══ TRECHO FORNECIDO
No início de Exorcismo negro, somos apresentados a um calmo e bem sucedido José Mojica Marins, reconhecido como um diretor criativo e um artista de respeito. Infelizmente, isso é apenas um artifício metalingüístico, pois Mojica nunca logrou tanta receptividade em sua carreira, apesar dos méritos e dos elogios, como os vindos da França — segundo consta, até os cahiers gostavam do cinema praticado pelo criador do Zé do Caixão.

Exorcismo Negro é um dos casos em que Mojica assume a identidade do autor por trás da obra, e comenta, como em, por exemplo, Delírios de um anormal, sobre seu personagem e suas características e alcance. Chega a lamentar em um certo momento a subestimação que sofre ante sua cria - e mais lamentável é que provavelmente os destinatários da crítica não conseguiram entender a ironia.
════
OBJETIVO DO EXERCÍCIO => Segundo o trecho fornecido, de que país vieram elogios ao cinema de José Mojica Marins?
══ ENTRADAS ARMAZENADAS
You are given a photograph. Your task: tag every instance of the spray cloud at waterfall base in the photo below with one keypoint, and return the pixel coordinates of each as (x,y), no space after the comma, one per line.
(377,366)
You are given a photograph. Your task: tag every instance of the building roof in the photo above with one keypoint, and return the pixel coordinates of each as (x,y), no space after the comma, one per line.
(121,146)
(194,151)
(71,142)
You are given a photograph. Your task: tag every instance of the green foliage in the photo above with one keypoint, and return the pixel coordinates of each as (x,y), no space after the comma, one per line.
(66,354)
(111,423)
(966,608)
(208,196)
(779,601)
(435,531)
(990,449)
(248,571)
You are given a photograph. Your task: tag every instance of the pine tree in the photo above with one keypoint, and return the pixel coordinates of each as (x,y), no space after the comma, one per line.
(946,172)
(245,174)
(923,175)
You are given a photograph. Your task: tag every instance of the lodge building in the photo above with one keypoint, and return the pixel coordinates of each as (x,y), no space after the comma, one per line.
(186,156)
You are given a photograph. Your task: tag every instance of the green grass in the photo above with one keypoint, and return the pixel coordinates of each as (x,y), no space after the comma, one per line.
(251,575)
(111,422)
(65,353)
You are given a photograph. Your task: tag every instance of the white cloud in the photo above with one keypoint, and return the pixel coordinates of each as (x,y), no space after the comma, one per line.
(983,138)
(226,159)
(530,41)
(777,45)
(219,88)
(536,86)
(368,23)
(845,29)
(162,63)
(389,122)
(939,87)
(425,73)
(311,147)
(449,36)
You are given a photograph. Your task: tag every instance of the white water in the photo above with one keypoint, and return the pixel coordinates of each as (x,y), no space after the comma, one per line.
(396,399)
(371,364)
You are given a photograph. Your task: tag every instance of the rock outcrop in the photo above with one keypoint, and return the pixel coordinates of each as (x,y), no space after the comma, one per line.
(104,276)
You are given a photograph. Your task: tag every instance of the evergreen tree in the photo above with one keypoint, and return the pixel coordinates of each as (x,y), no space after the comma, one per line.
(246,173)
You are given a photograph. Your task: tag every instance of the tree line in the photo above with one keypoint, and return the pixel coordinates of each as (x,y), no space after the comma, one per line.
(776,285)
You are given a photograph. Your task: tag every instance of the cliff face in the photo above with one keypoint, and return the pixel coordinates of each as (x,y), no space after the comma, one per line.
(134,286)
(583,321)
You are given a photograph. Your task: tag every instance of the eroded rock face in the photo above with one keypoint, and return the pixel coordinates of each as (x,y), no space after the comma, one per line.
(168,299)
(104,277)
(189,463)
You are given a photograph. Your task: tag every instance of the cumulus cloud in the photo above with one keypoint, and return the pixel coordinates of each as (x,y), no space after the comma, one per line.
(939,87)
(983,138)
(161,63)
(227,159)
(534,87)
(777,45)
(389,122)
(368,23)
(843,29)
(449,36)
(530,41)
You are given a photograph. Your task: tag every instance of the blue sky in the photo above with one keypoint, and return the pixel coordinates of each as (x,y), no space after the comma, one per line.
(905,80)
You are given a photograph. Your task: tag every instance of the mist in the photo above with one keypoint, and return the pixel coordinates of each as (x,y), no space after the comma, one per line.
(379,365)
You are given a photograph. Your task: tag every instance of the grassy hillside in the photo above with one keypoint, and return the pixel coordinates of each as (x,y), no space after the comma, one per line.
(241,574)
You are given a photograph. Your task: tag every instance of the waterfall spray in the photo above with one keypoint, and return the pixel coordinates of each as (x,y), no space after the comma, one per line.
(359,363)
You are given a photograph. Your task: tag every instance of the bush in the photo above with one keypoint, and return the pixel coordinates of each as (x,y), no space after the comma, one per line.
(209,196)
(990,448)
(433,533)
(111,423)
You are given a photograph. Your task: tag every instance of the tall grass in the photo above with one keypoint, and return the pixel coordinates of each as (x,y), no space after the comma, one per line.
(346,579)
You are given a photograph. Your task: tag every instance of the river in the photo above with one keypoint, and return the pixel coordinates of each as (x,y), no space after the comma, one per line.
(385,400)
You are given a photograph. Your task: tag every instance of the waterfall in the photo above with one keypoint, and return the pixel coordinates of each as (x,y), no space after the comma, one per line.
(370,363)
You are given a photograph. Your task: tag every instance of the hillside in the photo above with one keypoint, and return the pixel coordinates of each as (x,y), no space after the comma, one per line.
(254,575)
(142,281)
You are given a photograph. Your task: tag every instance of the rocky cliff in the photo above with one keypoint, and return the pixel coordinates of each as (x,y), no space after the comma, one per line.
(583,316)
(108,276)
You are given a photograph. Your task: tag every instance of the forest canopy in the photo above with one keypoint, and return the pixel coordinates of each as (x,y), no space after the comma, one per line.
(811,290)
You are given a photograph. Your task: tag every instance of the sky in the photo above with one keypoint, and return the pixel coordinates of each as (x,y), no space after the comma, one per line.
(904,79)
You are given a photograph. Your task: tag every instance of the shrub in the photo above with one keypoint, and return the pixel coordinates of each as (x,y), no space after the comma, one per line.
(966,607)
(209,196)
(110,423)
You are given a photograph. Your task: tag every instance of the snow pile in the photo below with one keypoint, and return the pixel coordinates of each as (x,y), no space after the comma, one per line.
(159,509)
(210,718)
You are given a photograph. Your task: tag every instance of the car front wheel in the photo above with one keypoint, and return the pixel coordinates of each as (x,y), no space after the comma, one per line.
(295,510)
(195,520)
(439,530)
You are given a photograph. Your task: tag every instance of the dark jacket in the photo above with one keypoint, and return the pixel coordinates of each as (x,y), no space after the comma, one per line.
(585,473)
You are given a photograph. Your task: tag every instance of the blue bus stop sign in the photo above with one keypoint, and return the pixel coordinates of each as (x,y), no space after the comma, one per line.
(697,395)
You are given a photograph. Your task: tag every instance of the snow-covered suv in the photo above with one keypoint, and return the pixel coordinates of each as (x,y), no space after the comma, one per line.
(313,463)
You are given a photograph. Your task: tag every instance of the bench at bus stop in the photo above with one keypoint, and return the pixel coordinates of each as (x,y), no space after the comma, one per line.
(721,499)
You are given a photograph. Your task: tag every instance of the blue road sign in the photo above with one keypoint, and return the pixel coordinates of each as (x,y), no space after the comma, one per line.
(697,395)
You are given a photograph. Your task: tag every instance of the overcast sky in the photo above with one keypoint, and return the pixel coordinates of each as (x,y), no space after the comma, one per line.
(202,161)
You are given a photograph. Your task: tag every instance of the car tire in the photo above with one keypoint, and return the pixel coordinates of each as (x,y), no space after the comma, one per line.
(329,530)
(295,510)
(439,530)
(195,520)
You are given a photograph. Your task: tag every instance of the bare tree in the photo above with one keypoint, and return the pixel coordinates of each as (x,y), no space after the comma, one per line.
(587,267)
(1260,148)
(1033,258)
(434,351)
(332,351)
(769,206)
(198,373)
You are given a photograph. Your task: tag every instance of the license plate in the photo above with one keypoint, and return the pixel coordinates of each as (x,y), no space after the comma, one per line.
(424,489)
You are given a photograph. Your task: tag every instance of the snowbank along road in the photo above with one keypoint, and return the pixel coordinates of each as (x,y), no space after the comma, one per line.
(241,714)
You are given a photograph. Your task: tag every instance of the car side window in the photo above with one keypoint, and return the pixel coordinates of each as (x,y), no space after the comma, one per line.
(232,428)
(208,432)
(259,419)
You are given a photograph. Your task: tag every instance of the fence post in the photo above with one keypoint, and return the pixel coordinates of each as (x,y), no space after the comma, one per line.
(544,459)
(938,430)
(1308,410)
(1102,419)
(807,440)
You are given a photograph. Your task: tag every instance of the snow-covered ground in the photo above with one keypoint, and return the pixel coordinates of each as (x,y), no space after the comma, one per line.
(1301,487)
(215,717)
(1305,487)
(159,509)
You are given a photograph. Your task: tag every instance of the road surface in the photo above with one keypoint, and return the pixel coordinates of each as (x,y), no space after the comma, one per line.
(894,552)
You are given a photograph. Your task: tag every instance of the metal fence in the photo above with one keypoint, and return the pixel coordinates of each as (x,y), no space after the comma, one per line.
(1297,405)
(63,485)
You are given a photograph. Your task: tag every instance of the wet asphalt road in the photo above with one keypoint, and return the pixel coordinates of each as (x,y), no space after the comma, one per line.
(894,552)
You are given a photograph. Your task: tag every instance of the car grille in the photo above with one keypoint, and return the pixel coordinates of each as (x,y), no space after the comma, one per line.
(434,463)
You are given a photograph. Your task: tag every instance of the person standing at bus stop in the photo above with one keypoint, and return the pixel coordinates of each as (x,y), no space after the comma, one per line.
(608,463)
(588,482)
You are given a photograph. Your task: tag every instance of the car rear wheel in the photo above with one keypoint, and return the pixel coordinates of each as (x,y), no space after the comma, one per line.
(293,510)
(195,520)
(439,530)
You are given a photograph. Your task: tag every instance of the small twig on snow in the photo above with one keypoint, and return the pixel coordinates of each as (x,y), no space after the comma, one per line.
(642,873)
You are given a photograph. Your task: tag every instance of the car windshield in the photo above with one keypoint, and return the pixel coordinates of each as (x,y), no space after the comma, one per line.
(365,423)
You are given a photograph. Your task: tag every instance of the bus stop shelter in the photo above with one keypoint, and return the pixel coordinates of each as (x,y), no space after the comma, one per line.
════
SOLUÇÃO DO EXERCÍCIO => Da França.